-- Text extract start --
It is very meet, right, and our bounden duty, that we should at all times, and in all places, give thanks unto thee; O Lord, holy Father, Almighty, everlasting God.

[[Proper prefaces in the 1559 Book are limited to Christmas, Easter, and Ascension with their octaves, plus Whitsunday and six days following, and on Trinity Sunday only.]]  

THEREFORE with Angels and Archangels, and with all the company of heaven, we laud and magnify thy glorious Name; evermore praising thee, and saying, Holy, holy, holy, Lord God of hosts, heaven and earth are full of thy glory; Glory be to thee, O Lord, most high.

[[ALL ARE SEATED AS ABLE.]]

[[Sanctus and Benedictus from William Byrd’s Mass for Three Voices]]

Then shall the Priest, kneeling down at God's board say, in the name of all them that shall receive the Communion, this prayer following.
 
We do not presume to come to this thy table, O merciful Lord, trusting in our own righteousness, but in thy manifold and great mercies. We be not worthy so much as to gather up the crumbs under thy Table. But thou art the same Lord, whose property is always to have mercy: Grant us therefore, gracious Lord, so to eat the flesh of thy dear Son Jesus Christ, and to drink the blood, that our sinful bodies may be made clean by his body, and our souls washed through his most precious blood, and that we may evermore dwell in him, and he in us. Amen. 

Then the Priest standing up, shall say as followeth,

ALMIGHTY GOD, our heavenly Father, which of thy tender mercy didst give thy only Son Jesus Christ to suffer death upon the Cross for our redemption; who made there (by his one oblation of himself once offered) a full, perfect, and sufficient sacrifice, oblation, and satisfaction for the sins of the whole world; and did institute, and in his holy Gospel command us to continue a perpetual memory of that his precious death, until his coming again; Hear us, O merciful Father, we beseech thee; and grant that we, receiving these thy creatures of bread and wine, according to thy Son our Saviour Jesus Christ's holy institution, in remembrance of his death and passion, may be partakers of his most blessed body and blood; Who, in the same night that he was betrayed, took bread; and when he had given thanks, he brake it, and gave it to his disciples, saying, Take, eat, this is my Body which is given for you: Do this in remembrance of me. Likewise after supper he took the cup; and, when he had given thanks, he gave it to them, saying: Drink ye all of this, for this is my Blood of the New Testament, which is shed for you and for many, for the remission of sins: Do this, as oft as ye shall drink it, in remembrance of me.

Then shall the Minister first receive the Communion in both kinds himself, and next deliver it to other Ministers, (if any be there present) that they may help the chief Minister, and after to the people in their hands, kneeling.  

[[ALL WHO WISH TO COMMUNE COME FORWARD TO RAIL AND RECEIVE KNEELING OR STANDING.]]

And when he delivereth the bread, he shall say, 

The body of our Lord Jesus Christ which was given for thee, preserve thy body and soul into everlasting life: and take and eat this in remembrance that Christ died for thee, and feed on him in thine heart by faith, with thanksgiving.
-- Text extract end --
-- Data start --
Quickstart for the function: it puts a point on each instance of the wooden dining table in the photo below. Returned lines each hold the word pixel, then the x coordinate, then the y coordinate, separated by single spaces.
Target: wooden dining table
-- Data end --
What you need to do
1. In the communion service text, whose Mass for Three Voices supplies the Sanctus and Benedictus?
2. Repeat the communion service text word for word, starting with "It is very meet, right, and" and going on through "this prayer following.".

Exercise answers
1. William Byrd's.

2.
It is very meet, right, and our bounden duty, that we should at all times, and in all places, give thanks unto thee; O Lord, holy Father, Almighty, everlasting God.

[[Proper prefaces in the 1559 Book are limited to Christmas, Easter, and Ascension with their octaves, plus Whitsunday and six days following, and on Trinity Sunday only.]]  

THEREFORE with Angels and Archangels, and with all the company of heaven, we laud and magnify thy glorious Name; evermore praising thee, and saying, Holy, holy, holy, Lord God of hosts, heaven and earth are full of thy glory; Glory be to thee, O Lord, most high.

[[ALL ARE SEATED AS ABLE.]]

[[Sanctus and Benedictus from William Byrd’s Mass for Three Voices]]

Then shall the Priest, kneeling down at God's board say, in the name of all them that shall receive the Communion, this prayer following.